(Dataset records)
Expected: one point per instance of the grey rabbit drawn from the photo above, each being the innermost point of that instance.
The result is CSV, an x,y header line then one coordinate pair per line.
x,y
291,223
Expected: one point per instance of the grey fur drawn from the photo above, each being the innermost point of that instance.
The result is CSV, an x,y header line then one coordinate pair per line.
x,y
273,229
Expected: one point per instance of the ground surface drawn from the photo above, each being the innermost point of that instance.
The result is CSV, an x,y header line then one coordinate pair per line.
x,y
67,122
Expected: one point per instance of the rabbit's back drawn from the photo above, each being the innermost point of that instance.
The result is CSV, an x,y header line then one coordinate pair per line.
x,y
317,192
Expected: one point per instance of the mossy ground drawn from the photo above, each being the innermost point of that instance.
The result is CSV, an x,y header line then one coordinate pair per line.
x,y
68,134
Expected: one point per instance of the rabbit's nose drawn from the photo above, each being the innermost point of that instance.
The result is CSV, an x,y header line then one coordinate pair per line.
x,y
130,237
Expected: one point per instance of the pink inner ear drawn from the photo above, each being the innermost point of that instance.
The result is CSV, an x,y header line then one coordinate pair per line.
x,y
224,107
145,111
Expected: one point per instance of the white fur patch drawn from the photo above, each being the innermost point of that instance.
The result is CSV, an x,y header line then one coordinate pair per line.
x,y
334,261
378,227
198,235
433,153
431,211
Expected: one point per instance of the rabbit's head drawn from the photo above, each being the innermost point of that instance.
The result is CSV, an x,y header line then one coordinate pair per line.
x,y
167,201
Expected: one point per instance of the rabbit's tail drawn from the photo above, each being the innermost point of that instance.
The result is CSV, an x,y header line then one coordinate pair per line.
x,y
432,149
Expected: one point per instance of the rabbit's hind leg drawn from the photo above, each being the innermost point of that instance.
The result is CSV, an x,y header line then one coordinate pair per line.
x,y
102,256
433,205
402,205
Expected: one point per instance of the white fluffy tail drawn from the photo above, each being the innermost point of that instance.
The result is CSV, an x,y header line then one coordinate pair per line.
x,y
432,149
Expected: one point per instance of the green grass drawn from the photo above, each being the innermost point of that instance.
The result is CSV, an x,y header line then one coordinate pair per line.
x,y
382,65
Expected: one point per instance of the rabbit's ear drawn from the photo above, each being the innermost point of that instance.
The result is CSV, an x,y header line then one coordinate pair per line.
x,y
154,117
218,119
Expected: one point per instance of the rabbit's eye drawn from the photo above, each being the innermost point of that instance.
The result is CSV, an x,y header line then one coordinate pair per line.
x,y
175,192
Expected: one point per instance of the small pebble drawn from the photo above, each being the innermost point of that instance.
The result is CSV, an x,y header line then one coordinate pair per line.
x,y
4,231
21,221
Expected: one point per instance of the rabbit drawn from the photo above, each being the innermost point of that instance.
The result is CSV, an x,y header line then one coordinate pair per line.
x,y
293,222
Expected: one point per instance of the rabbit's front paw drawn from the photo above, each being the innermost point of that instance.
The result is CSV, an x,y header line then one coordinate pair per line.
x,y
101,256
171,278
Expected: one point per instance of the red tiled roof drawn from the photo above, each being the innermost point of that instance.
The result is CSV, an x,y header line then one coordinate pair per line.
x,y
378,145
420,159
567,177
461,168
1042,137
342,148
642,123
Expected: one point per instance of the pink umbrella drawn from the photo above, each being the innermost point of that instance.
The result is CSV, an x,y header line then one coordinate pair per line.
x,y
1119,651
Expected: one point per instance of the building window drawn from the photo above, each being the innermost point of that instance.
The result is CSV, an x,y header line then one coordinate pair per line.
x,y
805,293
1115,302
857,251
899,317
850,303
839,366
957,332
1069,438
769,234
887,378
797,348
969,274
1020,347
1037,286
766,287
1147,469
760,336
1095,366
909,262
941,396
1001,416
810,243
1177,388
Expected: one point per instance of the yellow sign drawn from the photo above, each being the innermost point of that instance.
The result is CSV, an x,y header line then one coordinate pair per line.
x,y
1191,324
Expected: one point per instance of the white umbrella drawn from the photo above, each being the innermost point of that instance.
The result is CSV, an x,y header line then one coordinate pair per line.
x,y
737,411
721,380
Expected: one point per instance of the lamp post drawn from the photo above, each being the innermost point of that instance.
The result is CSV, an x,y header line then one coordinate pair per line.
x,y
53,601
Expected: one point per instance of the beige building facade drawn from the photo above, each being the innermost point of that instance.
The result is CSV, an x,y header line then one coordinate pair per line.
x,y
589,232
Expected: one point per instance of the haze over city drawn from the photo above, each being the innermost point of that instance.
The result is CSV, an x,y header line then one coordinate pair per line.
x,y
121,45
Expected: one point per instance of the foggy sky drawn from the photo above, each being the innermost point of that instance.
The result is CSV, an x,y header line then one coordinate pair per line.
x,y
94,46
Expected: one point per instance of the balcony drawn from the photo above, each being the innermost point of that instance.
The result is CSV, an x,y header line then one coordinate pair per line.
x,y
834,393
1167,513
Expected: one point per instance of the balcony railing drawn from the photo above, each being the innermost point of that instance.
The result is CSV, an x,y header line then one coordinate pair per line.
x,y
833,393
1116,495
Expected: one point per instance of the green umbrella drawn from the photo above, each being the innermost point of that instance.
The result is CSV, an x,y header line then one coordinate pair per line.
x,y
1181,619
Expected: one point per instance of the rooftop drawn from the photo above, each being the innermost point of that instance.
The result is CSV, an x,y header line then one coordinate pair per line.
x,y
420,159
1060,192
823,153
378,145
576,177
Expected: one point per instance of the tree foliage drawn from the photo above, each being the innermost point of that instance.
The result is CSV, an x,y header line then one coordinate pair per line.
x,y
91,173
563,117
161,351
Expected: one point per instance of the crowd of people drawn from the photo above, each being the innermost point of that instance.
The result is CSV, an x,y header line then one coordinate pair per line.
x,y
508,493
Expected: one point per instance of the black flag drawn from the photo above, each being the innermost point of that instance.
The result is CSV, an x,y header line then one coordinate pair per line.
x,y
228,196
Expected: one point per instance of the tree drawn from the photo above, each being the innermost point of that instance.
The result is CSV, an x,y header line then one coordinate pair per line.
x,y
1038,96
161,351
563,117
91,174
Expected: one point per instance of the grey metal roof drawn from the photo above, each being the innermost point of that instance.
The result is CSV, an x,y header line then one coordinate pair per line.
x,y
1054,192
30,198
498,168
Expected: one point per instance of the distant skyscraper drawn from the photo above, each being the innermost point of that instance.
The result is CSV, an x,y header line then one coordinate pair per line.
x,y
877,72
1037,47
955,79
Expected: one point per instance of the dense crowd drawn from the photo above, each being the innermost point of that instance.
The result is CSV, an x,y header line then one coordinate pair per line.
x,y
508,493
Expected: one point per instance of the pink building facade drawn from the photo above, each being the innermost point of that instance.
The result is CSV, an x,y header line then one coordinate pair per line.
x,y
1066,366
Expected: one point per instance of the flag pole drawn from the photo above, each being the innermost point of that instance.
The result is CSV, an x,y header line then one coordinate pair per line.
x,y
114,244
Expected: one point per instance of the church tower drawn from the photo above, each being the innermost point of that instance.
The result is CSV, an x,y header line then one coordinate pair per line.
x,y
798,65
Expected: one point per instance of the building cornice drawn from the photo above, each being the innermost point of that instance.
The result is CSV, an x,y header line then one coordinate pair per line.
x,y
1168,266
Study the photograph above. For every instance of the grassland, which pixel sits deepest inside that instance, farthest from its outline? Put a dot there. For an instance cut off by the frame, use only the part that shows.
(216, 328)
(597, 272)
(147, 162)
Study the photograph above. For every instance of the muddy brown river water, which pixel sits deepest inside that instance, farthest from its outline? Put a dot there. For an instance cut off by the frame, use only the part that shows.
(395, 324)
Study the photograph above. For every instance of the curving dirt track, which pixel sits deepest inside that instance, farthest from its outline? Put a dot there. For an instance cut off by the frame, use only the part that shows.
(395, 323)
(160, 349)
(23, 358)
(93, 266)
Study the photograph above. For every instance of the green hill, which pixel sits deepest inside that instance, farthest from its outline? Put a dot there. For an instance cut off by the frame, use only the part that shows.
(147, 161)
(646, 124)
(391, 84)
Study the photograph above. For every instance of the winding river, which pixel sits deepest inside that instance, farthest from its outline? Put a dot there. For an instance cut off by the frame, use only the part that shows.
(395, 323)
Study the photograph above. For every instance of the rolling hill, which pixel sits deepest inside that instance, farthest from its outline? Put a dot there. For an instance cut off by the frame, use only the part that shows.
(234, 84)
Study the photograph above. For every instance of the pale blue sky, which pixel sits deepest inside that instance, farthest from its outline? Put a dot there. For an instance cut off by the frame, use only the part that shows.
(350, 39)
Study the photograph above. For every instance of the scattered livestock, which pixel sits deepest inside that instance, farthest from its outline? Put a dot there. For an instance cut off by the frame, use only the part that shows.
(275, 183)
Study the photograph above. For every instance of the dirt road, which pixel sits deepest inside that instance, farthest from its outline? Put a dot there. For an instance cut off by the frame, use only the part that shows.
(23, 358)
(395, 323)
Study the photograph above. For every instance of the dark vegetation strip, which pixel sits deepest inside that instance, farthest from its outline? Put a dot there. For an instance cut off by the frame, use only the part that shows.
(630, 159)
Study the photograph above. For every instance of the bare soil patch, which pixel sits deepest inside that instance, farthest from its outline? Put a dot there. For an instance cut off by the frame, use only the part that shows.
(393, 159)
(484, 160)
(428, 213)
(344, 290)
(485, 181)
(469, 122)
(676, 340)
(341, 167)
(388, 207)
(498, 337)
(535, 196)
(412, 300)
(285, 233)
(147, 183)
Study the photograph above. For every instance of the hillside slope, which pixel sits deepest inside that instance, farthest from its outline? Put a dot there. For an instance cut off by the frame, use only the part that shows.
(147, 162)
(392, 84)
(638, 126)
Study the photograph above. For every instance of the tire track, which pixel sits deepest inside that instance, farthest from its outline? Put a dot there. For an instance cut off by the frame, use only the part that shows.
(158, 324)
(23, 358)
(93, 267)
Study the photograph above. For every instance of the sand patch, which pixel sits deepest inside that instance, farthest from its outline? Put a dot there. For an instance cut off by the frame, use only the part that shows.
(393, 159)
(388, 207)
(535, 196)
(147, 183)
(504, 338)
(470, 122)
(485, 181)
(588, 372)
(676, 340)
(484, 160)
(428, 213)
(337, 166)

-- YOUR TASK --
Each line of the data that holds the word "tail" should be copied.

-- ANSWER TO THIS PROBLEM --
Expected: one point per instance of the rabbit's tail drawn from the photo above, each being the innermost point of that instance.
Expected: one point per instance of the white fluffy tail drawn from the photo above, each being the innermost point of that instance.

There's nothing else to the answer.